# Exercise directions
Return the lines below that contain the word "fence".

BEGIN Exercise inputs

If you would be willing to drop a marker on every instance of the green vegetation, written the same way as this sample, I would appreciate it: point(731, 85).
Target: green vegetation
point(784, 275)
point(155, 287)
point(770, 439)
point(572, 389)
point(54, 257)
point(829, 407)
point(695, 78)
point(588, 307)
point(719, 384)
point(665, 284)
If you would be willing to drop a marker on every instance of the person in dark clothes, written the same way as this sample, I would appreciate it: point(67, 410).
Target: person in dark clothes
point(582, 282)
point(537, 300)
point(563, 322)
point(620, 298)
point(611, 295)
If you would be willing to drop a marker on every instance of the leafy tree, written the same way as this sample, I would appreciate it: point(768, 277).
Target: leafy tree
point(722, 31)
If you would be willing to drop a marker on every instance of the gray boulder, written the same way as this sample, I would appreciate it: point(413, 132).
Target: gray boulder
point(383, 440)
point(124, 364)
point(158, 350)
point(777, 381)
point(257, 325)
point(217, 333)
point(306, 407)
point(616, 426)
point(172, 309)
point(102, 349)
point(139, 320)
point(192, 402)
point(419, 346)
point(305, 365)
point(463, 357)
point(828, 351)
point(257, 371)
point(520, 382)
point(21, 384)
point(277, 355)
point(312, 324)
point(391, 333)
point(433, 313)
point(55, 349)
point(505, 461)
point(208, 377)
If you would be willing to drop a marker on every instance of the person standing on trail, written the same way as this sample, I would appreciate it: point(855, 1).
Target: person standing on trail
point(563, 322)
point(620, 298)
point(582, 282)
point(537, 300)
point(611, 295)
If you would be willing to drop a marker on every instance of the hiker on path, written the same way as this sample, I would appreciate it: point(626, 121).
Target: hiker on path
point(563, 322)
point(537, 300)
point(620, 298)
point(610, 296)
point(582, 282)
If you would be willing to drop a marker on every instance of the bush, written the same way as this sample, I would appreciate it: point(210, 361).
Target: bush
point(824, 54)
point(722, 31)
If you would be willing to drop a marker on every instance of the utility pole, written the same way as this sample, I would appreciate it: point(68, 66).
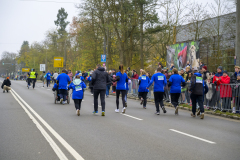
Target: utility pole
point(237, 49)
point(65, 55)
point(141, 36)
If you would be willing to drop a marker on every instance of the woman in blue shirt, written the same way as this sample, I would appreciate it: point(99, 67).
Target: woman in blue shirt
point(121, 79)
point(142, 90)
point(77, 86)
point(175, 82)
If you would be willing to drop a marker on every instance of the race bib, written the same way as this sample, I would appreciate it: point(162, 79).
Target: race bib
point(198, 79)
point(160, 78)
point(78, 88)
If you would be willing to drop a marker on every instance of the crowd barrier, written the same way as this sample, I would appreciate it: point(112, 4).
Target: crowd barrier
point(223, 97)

END Exercise inputs
BEGIN Exercise inputs

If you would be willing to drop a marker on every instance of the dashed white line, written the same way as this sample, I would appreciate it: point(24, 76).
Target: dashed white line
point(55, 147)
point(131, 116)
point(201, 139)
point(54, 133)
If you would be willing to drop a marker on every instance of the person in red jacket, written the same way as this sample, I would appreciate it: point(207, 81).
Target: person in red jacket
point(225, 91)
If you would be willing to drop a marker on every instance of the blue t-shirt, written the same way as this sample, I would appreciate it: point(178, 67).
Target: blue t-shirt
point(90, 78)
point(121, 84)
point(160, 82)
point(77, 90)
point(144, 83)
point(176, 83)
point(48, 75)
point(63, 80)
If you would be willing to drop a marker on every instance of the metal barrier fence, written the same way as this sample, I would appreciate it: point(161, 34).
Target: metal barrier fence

END Exercise inputs
BEGIN Exercise inputs

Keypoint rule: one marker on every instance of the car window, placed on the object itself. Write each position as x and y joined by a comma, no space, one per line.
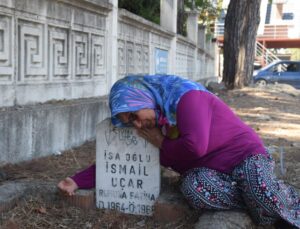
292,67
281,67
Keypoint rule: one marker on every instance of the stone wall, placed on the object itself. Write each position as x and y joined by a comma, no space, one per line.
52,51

END Exercise inputs

# Expected output
If you would be willing to drop a marker on every instance of the metal barrier fence, written the same way as this sample, I would appreciate it: point(161, 34).
Target: metal barrier fence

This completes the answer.